→ **Exercise**
Rescale the entries that start with the line containing "Pin the gray" and go on through the end of the entries, both ends included. Reproduce every line, requests included, but multiply each coordinate in the answers by 0.35 and round it to a whole number, rounding halves up.

Stored dataset entries:
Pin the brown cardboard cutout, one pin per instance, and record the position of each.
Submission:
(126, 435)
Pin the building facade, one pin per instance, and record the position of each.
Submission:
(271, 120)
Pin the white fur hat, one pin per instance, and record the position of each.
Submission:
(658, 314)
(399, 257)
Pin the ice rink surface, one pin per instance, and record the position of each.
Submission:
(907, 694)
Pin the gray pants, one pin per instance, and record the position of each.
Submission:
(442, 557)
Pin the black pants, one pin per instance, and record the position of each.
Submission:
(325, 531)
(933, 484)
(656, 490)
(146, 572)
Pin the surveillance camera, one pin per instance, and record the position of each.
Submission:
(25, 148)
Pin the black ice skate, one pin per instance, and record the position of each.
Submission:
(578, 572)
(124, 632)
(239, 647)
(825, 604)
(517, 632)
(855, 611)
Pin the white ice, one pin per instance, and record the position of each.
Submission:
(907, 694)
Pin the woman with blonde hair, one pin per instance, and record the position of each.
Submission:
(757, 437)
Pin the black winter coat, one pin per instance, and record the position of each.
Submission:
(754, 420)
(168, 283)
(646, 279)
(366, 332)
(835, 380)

→ **Answer to the task**
Pin the gray pants, one pin per instance, and record the position of each.
Submission:
(155, 195)
Pin the black pants, one pin per instance, and record the position of each.
Submission:
(114, 186)
(327, 169)
(230, 172)
(51, 200)
Pin the surveillance camera, one pin per instance, and record the position of each.
Submission:
(9, 52)
Pin the black ice skate, one pin per instance, and record the position of each.
Submission:
(202, 200)
(43, 221)
(84, 226)
(289, 211)
(181, 221)
(299, 214)
Pin the white ice, one pin per instance, and record the position of each.
Submission:
(317, 243)
Pin the woman with blonde hair, one pin per instance, and record the position of each.
Submission:
(265, 153)
Pin the black winter coat, one pin per instance, and record the position of each.
Submission:
(264, 147)
(59, 99)
(226, 98)
(128, 116)
(292, 133)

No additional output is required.